- **取り組む課題**
**1)** 抜粋文について、次の問いに答えなさい。
(a) RICE処置の「C」は何を指すか。
(b) RICE処置で冷却を中止したあと、何分休んでから繰り返すか。
(c) 「Hot-Ice」包帯の圧迫包帯は、何分ごとに必ずはずすか。
**2)** 抜粋文のうち、「RICE処置とは、Rest(安静)、Ice(冷却)、Compression」で始まり「完全にはブロックされません。」までの部分を、一字も変えずに書き写してください。

発育期のサッカーにおけるスポーツ外傷・障害⑬
― 応急処置「RICE」と「Hot-Ice」―
打ったり、突いたり、蹴られたり、転倒したりして、体のさまざまな部位に外力が加わると、捻挫や肉離れや打撲などの損傷が起こってきます。これらの損傷を最小限に抑えるために、RICE処置が行われます。
RICE処置とは、Rest(安静)、Ice(冷却)、Compression
(圧迫)、Elevation(挙上)のことで、冷やす時間は体質などによって異なりますが、冷えすぎと感じたり、感覚がなくなる手前くらいで中止し、20~45分休んで繰り返します。この時、弾性包帯を、引き伸ばさない程度の強さで巻き付けて圧迫すると効果が上がり、その後、テーピングか弾性包帯で固定して、氷嚢で冷やしながら、受傷部を高くして休みます(図1)。
最近、アメリカでは「Hot-Ice」治療が行われるようになってきました。これは、氷冷による凍傷を避け、患部を数時間にわたって均等に冷やし続けることができるという長所があります。組織を氷で完全に冷やすと、はずした後に冷却されていた部位の熱が上がり、血管が拡張し、血流が増加して温まり、逆に、冷却を保持できなくなります。氷水にアルコール(市販の消毒用60%エタノール)を少量入れると、0℃をわずかに超える理想的な冷却温度になり、組織に栄養を与える代謝は抑制されますが、完全にはブロックされません。
アイスボックスやバケツに約30個のアイスキューブと約2 (㍑)の水を入れ、市販の消毒用60%アルコールを少量(キャップ5杯程度)入れると、約1℃の「Hot-Ice」に最適な温度となります。このアイスボックスに7.5cm~10cm幅の弾性包帯とスポンジを入れておきます(図2)。足関節捻挫や大腿部の肉離れなどの受傷後、速やかに氷水で湿らせたテーピングパッドやスポンジを患部に載せ、その上から弾性包帯を巻き、「Hot-Ice」包帯として20分巻いておきます(図3)。圧迫包帯は、どんな場合でも必ず20分毎にはずし、4~5分間をおき、圧迫された部位に再び血液を流します。皮膚が一様に赤くなったら再び包帯を巻き、3~4回繰り返します。「Hot-Ice」包帯の際には、0.5 (㍑)の水に市販の消毒用60%エタノールをキャップ1~2杯加えたものを追加すると効果的です。

- **表示項目**
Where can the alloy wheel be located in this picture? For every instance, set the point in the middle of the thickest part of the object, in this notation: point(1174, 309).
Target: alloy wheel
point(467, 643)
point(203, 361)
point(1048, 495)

...

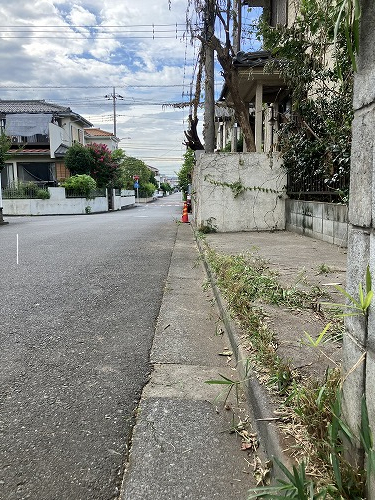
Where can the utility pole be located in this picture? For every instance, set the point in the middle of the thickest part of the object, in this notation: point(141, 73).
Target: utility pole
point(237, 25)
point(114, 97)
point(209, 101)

- **解答**
**1)**
(a) Compression(圧迫)
(b) 20~45分
(c) 20分ごと

**2)**
RICE処置とは、Rest(安静)、Ice(冷却)、Compression
(圧迫)、Elevation(挙上)のことで、冷やす時間は体質などによって異なりますが、冷えすぎと感じたり、感覚がなくなる手前くらいで中止し、20~45分休んで繰り返します。この時、弾性包帯を、引き伸ばさない程度の強さで巻き付けて圧迫すると効果が上がり、その後、テーピングか弾性包帯で固定して、氷嚢で冷やしながら、受傷部を高くして休みます(図1)。
最近、アメリカでは「Hot-Ice」治療が行われるようになってきました。これは、氷冷による凍傷を避け、患部を数時間にわたって均等に冷やし続けることができるという長所があります。組織を氷で完全に冷やすと、はずした後に冷却されていた部位の熱が上がり、血管が拡張し、血流が増加して温まり、逆に、冷却を保持できなくなります。氷水にアルコール(市販の消毒用60%エタノール)を少量入れると、0℃をわずかに超える理想的な冷却温度になり、組織に栄養を与える代謝は抑制されますが、完全にはブロックされません。